--- START RAW RECORDS ---
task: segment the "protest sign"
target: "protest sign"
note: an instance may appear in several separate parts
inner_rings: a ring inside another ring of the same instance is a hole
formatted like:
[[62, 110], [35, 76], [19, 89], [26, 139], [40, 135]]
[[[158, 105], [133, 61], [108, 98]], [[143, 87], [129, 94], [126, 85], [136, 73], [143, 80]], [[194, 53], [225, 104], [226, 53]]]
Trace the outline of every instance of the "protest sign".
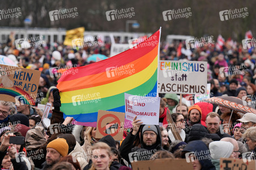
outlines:
[[233, 158], [221, 158], [220, 160], [220, 170], [255, 170], [255, 160], [250, 160], [246, 163], [242, 159]]
[[129, 49], [128, 44], [114, 44], [110, 49], [110, 57], [121, 53]]
[[51, 108], [52, 108], [52, 104], [50, 103], [47, 103], [47, 104], [45, 105], [45, 107], [44, 108], [44, 113], [43, 114], [43, 116], [42, 116], [42, 120], [44, 118], [48, 117], [48, 114], [51, 110]]
[[207, 92], [207, 62], [161, 60], [160, 93], [204, 94]]
[[132, 169], [137, 170], [190, 170], [193, 169], [191, 163], [185, 159], [157, 159], [152, 160], [142, 160], [131, 163]]
[[41, 71], [0, 65], [0, 98], [35, 105]]
[[195, 103], [200, 101], [203, 101], [204, 100], [210, 98], [211, 92], [211, 83], [207, 84], [207, 92], [204, 94], [196, 94], [195, 95]]
[[115, 140], [123, 140], [124, 123], [124, 113], [99, 110], [96, 138], [111, 135]]
[[171, 118], [171, 114], [169, 109], [167, 110], [167, 112], [166, 113], [166, 119], [167, 122], [168, 122], [169, 128], [171, 130], [171, 132], [173, 134], [174, 138], [175, 140], [179, 140], [182, 141], [182, 139], [181, 138], [181, 135], [179, 134], [177, 129], [176, 128], [176, 125], [173, 121], [173, 118]]
[[124, 94], [125, 118], [141, 120], [143, 124], [158, 125], [160, 97], [146, 97]]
--- END RAW RECORDS ---
How many of the lines above contain the word "instance"? Reply with the number alone.

* [SOLUTION TO THE EXERCISE] 3